(A run of lines)
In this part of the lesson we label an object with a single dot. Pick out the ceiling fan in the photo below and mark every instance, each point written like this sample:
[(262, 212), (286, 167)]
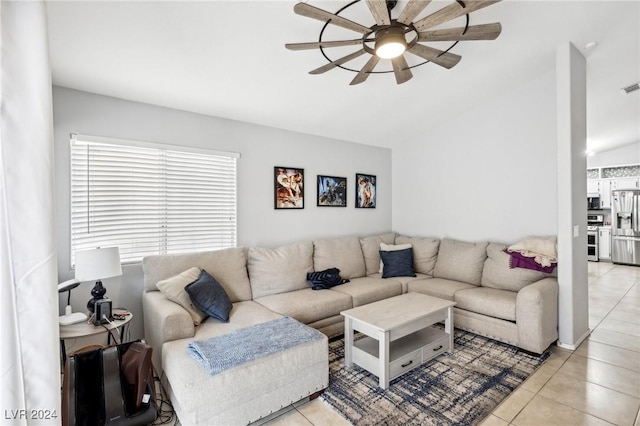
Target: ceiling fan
[(391, 38)]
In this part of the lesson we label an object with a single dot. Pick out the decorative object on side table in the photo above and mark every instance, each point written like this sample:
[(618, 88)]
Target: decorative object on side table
[(366, 188), (332, 191), (97, 264), (288, 188)]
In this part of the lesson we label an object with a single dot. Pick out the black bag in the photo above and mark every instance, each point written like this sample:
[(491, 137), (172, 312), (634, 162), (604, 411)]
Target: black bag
[(322, 280), (109, 386)]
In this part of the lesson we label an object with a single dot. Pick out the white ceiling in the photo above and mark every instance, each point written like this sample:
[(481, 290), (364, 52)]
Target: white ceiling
[(227, 59)]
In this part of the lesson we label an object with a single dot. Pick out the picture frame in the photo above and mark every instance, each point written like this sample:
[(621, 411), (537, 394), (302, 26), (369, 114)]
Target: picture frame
[(332, 191), (366, 191), (288, 187)]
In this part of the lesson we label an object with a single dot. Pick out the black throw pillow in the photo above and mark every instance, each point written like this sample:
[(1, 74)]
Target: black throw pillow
[(209, 296), (398, 263), (322, 280)]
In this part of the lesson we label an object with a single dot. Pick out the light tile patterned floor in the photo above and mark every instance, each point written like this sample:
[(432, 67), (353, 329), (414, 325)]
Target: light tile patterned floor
[(598, 384)]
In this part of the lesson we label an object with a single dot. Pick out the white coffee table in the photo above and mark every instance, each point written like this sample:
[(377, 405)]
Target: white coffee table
[(400, 336)]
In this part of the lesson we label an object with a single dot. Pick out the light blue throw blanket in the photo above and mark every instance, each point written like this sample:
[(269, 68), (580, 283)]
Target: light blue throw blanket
[(220, 353)]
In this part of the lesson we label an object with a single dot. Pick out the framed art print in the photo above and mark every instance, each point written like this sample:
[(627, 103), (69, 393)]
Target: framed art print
[(332, 191), (288, 184), (365, 191)]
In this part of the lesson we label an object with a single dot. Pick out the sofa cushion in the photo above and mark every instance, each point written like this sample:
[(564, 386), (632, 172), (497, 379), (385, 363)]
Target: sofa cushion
[(397, 263), (371, 250), (342, 253), (229, 266), (497, 273), (425, 252), (460, 261), (488, 301), (403, 280), (208, 295), (438, 287), (279, 270), (173, 289), (367, 290), (307, 305)]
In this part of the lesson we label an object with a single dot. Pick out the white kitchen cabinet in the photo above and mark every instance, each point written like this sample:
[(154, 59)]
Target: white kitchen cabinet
[(605, 193), (604, 243), (593, 186), (624, 183)]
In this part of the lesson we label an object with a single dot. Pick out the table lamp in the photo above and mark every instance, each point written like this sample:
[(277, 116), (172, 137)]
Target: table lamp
[(70, 317), (97, 264)]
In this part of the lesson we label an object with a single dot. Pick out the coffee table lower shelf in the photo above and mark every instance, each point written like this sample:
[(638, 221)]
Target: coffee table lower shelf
[(405, 353)]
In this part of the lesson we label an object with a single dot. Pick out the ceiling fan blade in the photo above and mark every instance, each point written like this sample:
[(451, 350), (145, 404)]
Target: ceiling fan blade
[(332, 65), (365, 71), (309, 11), (474, 32), (451, 12), (444, 59), (411, 10), (317, 44), (379, 11), (401, 69)]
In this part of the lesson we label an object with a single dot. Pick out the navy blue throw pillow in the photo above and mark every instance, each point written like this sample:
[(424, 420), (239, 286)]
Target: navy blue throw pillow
[(398, 263), (322, 280), (209, 296)]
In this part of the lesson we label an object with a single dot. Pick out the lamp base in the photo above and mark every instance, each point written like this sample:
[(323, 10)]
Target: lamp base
[(73, 318)]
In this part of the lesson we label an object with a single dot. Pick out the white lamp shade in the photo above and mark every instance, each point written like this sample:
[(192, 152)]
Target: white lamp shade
[(98, 263)]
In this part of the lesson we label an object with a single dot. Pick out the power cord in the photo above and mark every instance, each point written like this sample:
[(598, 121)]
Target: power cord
[(165, 412), (104, 317)]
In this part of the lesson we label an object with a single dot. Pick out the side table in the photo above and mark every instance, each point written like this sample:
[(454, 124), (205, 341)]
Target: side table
[(84, 329)]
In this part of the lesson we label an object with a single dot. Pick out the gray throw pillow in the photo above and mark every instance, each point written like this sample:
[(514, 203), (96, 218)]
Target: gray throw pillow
[(208, 295), (397, 263)]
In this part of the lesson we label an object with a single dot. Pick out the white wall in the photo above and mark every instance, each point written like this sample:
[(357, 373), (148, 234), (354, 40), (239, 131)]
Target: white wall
[(486, 174), (261, 149), (573, 300), (622, 155)]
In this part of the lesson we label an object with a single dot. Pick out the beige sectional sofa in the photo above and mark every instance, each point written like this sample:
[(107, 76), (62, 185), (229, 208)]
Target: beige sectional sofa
[(516, 306)]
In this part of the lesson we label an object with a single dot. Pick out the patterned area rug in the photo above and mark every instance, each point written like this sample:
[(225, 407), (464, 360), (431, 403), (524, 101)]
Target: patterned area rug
[(453, 389)]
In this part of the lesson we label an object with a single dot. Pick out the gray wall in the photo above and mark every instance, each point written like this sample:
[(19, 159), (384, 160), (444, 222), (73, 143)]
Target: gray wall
[(486, 173), (261, 149)]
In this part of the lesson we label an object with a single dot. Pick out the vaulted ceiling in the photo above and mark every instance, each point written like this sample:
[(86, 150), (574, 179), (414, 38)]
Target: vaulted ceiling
[(227, 59)]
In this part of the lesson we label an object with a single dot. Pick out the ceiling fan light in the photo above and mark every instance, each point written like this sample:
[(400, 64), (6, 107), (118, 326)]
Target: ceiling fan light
[(390, 50), (390, 43)]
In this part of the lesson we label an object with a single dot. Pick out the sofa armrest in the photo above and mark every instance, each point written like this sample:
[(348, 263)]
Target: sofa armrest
[(164, 321), (537, 315)]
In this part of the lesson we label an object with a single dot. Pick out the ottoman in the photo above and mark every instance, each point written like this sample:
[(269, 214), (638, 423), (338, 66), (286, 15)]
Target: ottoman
[(247, 392)]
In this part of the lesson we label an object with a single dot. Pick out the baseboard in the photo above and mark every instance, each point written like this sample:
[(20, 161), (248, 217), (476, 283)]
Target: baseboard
[(574, 346)]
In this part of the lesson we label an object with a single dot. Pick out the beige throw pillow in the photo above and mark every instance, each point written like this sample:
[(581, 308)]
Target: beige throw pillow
[(425, 252), (173, 289), (460, 261)]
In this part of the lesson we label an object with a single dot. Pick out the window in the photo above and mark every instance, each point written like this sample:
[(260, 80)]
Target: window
[(150, 198)]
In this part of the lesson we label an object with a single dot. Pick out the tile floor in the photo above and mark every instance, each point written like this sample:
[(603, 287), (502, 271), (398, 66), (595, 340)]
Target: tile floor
[(598, 384)]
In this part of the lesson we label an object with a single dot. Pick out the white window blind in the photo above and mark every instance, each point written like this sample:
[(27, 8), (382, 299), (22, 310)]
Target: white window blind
[(150, 198)]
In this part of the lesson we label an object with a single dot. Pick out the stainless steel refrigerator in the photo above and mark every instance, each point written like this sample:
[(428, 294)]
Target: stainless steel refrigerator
[(625, 226)]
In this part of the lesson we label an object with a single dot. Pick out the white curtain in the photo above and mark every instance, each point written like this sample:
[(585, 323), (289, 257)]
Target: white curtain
[(29, 345)]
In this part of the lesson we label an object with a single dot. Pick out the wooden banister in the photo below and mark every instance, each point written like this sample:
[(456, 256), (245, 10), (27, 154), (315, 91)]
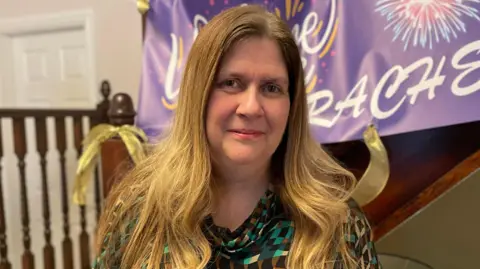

- **WORK REQUIRED**
In every one of the lines above, swap "single dot" for "single point" and leave everything else as it is. Don't include the pictures in your answer.

- **FULL SOLUTION**
In this part of the lesson we label an object with a single point. Pick out the ceiling fan in the photo below and mark every instance, each point written like this sample:
[(262, 212), (286, 167)]
Target: ceiling fan
[(391, 38)]
In this part of the lesson we label an object with a single point. Pick out the decorative object on side table in the photo above and mark every instance, each point written like this sample:
[(618, 88)]
Target: decorative object on side table
[(366, 188), (332, 191), (97, 264), (288, 188)]
In this part of the lesson we label an object with a single point. Pick out the black bag in the photo above and mark every instance, each point written like this sample:
[(491, 137), (172, 312), (634, 162), (604, 411)]
Target: black bag
[(322, 280), (109, 386)]
In this part of the lesson we label an object with a single point. Pick out the white ceiling in the photo above and mark every instance, each point written like this sample:
[(481, 290), (364, 52)]
Target: white ceiling
[(227, 59)]
In this part of the lesson we label an object with a single point. Pick out the picture frame in the photo above and mark every instance, each point written like this sample:
[(621, 411), (537, 394), (302, 26), (369, 114)]
Target: picture frame
[(332, 191), (366, 191), (288, 187)]
In this part of the lesson we label an object with a single point. Pick out the black throw pillow in the photo above and mark every instance, each point written like this sample:
[(1, 74)]
Target: black throw pillow
[(209, 296), (398, 263), (322, 280)]
In this part of the lesson we label an object with a single point. Pick out the light tile patterned floor in the photo above and mark every instance, each point written like this sample:
[(432, 67), (353, 329), (414, 325)]
Target: light tile patterned floor
[(598, 384)]
In this part of the lesson we label an object with a single point. Pick out the white coffee table in the photo above and mark every instance, each point written like this sample:
[(377, 405)]
Target: white coffee table
[(400, 336)]
In this part of the lesson we label an object with a single point. Pick out the light blue throw blanket in the photo above and mark every instance, each point written like this sample:
[(269, 68), (580, 283)]
Target: light blue throw blanket
[(220, 353)]
In this part of the lesson we label an object with a single point. Pick out the framed art print in the photo above and mark every instance, each point written like this sample:
[(627, 103), (69, 393)]
Target: framed art print
[(332, 191), (288, 184), (365, 191)]
In this part of the lesson we label an object with a single point. Pick out the sofa cushion in the photo above and mark every instance, each point written like this sample:
[(564, 386), (632, 172), (497, 379), (385, 363)]
Target: sofa cushion
[(397, 263), (371, 250), (342, 253), (229, 266), (497, 273), (425, 252), (460, 261), (488, 301), (403, 280), (208, 295), (438, 287), (279, 270), (173, 289), (367, 290), (307, 305)]
In this part of the lesson we label an object with a single point. Pick out the white kitchen cabinet in the photo above and mark every instance, each point written like this sample:
[(154, 59)]
Target: white kitchen cabinet
[(605, 193), (604, 243), (593, 186), (624, 183)]
In this part of the lesson we label an object with a single point. Pick out the table lamp in the photo above and mark every instance, each point written like this sample:
[(277, 116), (172, 137)]
Target: table lamp
[(70, 317), (97, 264)]
In this part of the lesson we label an object with a single point. Pick out the coffee table lower shelf in the photo above and mark every instance, each point written like this sample:
[(638, 221)]
Target: coffee table lower shelf
[(405, 353)]
In this part of the lesson we label an object with a single point. Pick out the ceiling fan blade in the photo above and mark every instance, each point written like this sample:
[(451, 350), (145, 404)]
Target: ceiling fan blade
[(332, 65), (365, 71), (309, 11), (474, 32), (451, 12), (444, 59), (411, 10), (317, 44), (379, 11), (401, 69)]
In this part of the lesson we label an object with a single point. Pick out the navy blue throw pillow in the photo above and mark every instance, each point written like this sample:
[(424, 420), (239, 286)]
Target: navy blue throw pillow
[(398, 263), (322, 280), (209, 296)]
In this part of the lesson we label an object with a single point. Pick out the lamp base in the photo above and mark every instance, each point written like this sample:
[(323, 10)]
Target: lamp base
[(73, 318)]
In this part of the lesson we label an object with a single point. Pick out the white lamp shade in the photo above and mark every instance, each point written like this sample:
[(192, 152)]
Target: white lamp shade
[(98, 263)]
In this part of the lesson we label an object with a single point. Pick out the power cord in the photo above and mark every instance, each point written like this sample:
[(598, 121)]
Target: power cord
[(165, 412), (104, 317)]
In this part of the lesson we label an object with a single point. Pick out the side table in the photo above and mark every instance, each point written like this sample:
[(454, 124), (205, 341)]
Target: side table
[(84, 329)]
In this part of the lesson we label an object with a single point. Pick out the gray throw pillow in the photo above and mark every instance, each point written like this sample:
[(514, 203), (96, 218)]
Target: gray throw pillow
[(208, 295), (397, 263)]
In this part of the lesson we label an object with a single point. Pick out the white wall in the photo above and mark every instance, each point written like this sample:
[(357, 373), (148, 234), (354, 40), (239, 131)]
Target: white wall
[(486, 174), (261, 149), (573, 300), (622, 155)]
In this part of the lesson we label an object with a single point. Pick out the beige sectional sofa in the photo above and mark every instance, each point written like this sample:
[(107, 76), (62, 185), (229, 208)]
Target: beige sectional sofa
[(516, 306)]
In this part of the lesson we label an object with a single point. Pick out the patterned area rug in the photo above and mark every instance, each point written like this sample:
[(225, 407), (464, 360), (431, 403), (524, 101)]
Target: patterned area rug
[(453, 389)]
In this part of the lesson we label an object with a single point. Pick out the gray wall in the photo above and mark every instance, each point written like this sample:
[(19, 159), (384, 160), (444, 222), (73, 143)]
Target: gray wall
[(486, 173), (261, 149)]
In this part of the lesson we label an object with a single point. Pick out the vaulted ceiling in the photo above and mark every instance, each point written like this sample:
[(86, 150), (574, 179), (414, 38)]
Target: vaulted ceiling
[(227, 59)]
In this part of the lesson we label an object with a single point. Pick out the ceiling fan light in the photo above and mark every instance, each point written like this sample:
[(400, 64), (6, 107), (118, 326)]
Target: ceiling fan light
[(390, 50), (390, 43)]
In this part of the lesson we label an object with a single point. Pick out the sofa armrest in the photo above and mark every instance, each point written like this sample:
[(348, 263)]
Target: sofa armrest
[(164, 321), (537, 315)]
In this part of the lesson we label an object with a single point. Pick out the ottoman in the photo above and mark every instance, each point written like this sample:
[(269, 214), (638, 423), (338, 66), (286, 15)]
Target: ottoman
[(247, 392)]
In this part of the lesson we label an object with a single point. Pick out the baseboard in the photo above and mark every instance, each point written like this sample:
[(20, 161), (248, 217), (476, 283)]
Target: baseboard
[(574, 346)]
In this part of the lesson we label an object with a single point. Pick out the beige throw pillow in the photo above and mark every instance, each point written like this sample:
[(581, 308)]
Target: beige throw pillow
[(425, 252), (173, 289), (460, 261)]
In this part of the lesson we label an object with a single point. Pick out the window in the photo above and mark every instance, each point written like this sample:
[(260, 80)]
Target: window
[(150, 198)]
In this part of the lesson we label an object with a single point. Pick out the tile floor in the photo above and mark every instance, each point written like this sample:
[(603, 287), (502, 271), (398, 66), (595, 340)]
Target: tile floor
[(598, 384)]
In this part of the lesson we label an object with a single point. Pick out the white window blind in the photo above and mark every instance, each point written like this sample:
[(27, 8), (382, 299), (22, 310)]
Target: white window blind
[(150, 198)]
In this part of the lesson we label an object with a single point. Pick out the stainless steel refrigerator in the photo above and mark every instance, each point written like this sample:
[(428, 294)]
Target: stainless steel refrigerator
[(625, 226)]
In this part of the lesson we label an object with a single point. Pick out the white curtain in the photo above and mark every instance, each point written like this sample:
[(585, 323), (289, 257)]
Target: white curtain
[(29, 345)]
In this part of the lesson we label an object with a single point. Pick out the wooden banister in the photo below and mark every instance, each point written like this sample:
[(456, 256), (245, 10), (27, 154), (315, 91)]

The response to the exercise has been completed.